-- EXCERPTED PASSAGE start --

Terms Of Service

1. WORK AND PAYMENT.


1.1 Project. The Client is hiring the Contractor to do the following: The contractor will generate leads with relevant prospects.
1.2 Schedule. The Contractor will begin work within 48 hours of payment being made or within 48 hours of the set up call being completed, whichever is later. The work is ongoing. This Contract can be ended by either Client or Contractor with 7 days notice, pursuant to the terms of Section 6, Term and Termination.
1.3 Pricing. The Client will pay the Contractor per lead generated by the contractor.
1.3.1 Number Of Leads. The number of leads generated can vary, depending on campaign performance. In your first 5 weeks, you pay for 5 leads per week. If we generate more than 5 per week, we will charge you for extra leads at the end of week 5. If we deliver less than 25 leads in your first 5 weeks, we will refund you for any undelivered leads. If we believe your campaign is building momentum and will soon achieve an achieve of 5+ leads per week, we may give you the option to continue your campaign if you wish.

1.3.2 Minimum Term. We have a minimum term of 5 weeks.

1.4 Definition Of A Lead. A lead is defined as someone who was in the target market chosen by the client on the set up call and responds positively to the outreach campaign. You will also get lots of prospects click on the link to your website. On average, one in four clicks results in a lead.
1.5 Payment. You will be required to pay a weekly retainer. For latest pricing, please refer to our homepage. The weekly retainer is for 5 leads per week. If your campaign generates more than 5 leads per week, you will be charged for any extra leads every 4 weeks.

-- EXCERPTED PASSAGE end --
-- DATA EXCERPT start --

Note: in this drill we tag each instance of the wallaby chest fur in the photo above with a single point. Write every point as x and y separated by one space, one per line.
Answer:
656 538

-- DATA EXCERPT end --

→ **WORK TO BE COMPLETED**: Can you extend the lead-generation terms of service, picking up after its final sentence? The material above comes from a different source than the lead-generation terms of service.

→ **ANSWER**:
.6 Support. The Contractor will not provide support for any deliverable once the Client accepts it, unless otherwise agreed in writing.


2. Refunds.

 

2.1 All payments are non-refundable unless otherwise agreed in writing. If the contractor is unable to deliver the paid for leads, the contractor agrees to refund any unused credit. 

3. Blacklisted Domains.

 

3.1 We cannot be held responsible if your domain has previously been blacklisted for sending spam. If your domain has previously been blacklisted, the refund guarantee is voided. Should this happen, we will know within 14 days of starting the campaign. If this happens, you will have the option to either continue the campaign with a new domain or cancel the campaign. No refunds will be given in the case of early cancellation. If you choose to use a new domain, we will need to build and warm-up a new domain for you to send emails from. This will incur a fee of $100, payable by the client.

 

4. NON-SOLICITATION.


Until this Contract ends, the Contractor won’t: (a) encourage Client employees or service providers to stop working for the Client; (b) encourage Client customers or clients to stop doing business with the Client; or (c) hire anyone who worked for the Client over the 12-month period before the Contract ended. The one exception is if the Contractor puts out a general ad and someone who happened to work for the Client responds. In that case, the Contractor may hire that candidate. The Contractor promises that it won’t do anything in this paragraph on behalf of itself or a third party.

 

5. REPRESENTATIONS.
 

5.1 Overview. This section contains important promises between the parties.
5.2 Authority To Sign. Each party promises to the other party that it has the authority to enter into this Contract and to perform all of its obligations under this Contract.
5.3 Contractor Has Right To Give Client Work Product. The Contractor promises that it owns the work product, that the Contractor is able to give the work product to the Client, and that no other party will claim that it owns the work product. In this case, the work product refers to the sales meetings and the data generated during the process of booking them. If the Contractor uses employees or subcontractors, the Contractor also promises that these employees and subcontractors have signed contracts with the Contractor giving the Contractor any rights that the employees or subcontractors have related to the Contractor's background IP and work product.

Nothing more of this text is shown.